• [EXTRAIT DU DOCUMENT]

Belle Époque,  Époque victorienne

Comment bien se tenir à table au XIXe siècle

Je suis tombée récemment sur un de ces nombreux guides d’étiquette destinés à enseigner aux gens « bien nés » les innombrables règles de bonne conduite qui fleurissent au XIXe.

Entendons-nous bien : des règles d’étiquette, il y en a depuis toujours, et heureusement ! Elles servent de ciment social, ceux qui les appliquent montrent ainsi aux autres qu’ils appartiennent au même groupe, ça fluidifie les relations interpersonnelles et ça rend la vie en société plus vivable. Mais il faut bien admettre qu’au XIXe, tout cela a pris des proportions assez dingues : plus le milieu social était élevé, plus les règles de bonne conduite étaient nombreuses… et pas toujours justifiées.

• [TÂCHES À RÉALISER]
a) D'après l'extrait, comment le nombre de règles de bonne conduite variait-il selon le milieu social au XIXe siècle ?
b) Recopiez, s'il vous plaît, les lignes des enregistrements, de celle qui contient « section as a single marker per instance. » jusqu'à la fin des enregistrements.
L'extrait et les enregistrements proviennent de sources distinctes.

Entrées d'étiquetage de la position d'objets:

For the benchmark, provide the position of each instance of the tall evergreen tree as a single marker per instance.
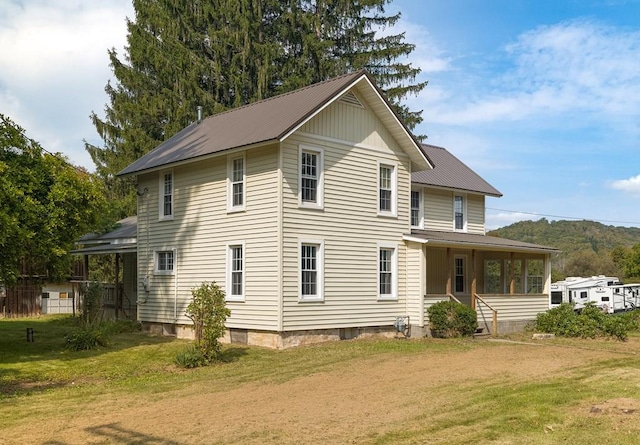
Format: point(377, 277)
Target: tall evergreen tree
point(221, 54)
point(322, 39)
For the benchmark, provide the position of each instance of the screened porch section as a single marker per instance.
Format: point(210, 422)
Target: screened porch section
point(506, 288)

• [RÉPONSES]
a) Plus le milieu social était élevé, plus les règles de bonne conduite étaient nombreuses.

b)
For the benchmark, provide the position of each instance of the screened porch section as a single marker per instance.
Format: point(210, 422)
Target: screened porch section
point(506, 288)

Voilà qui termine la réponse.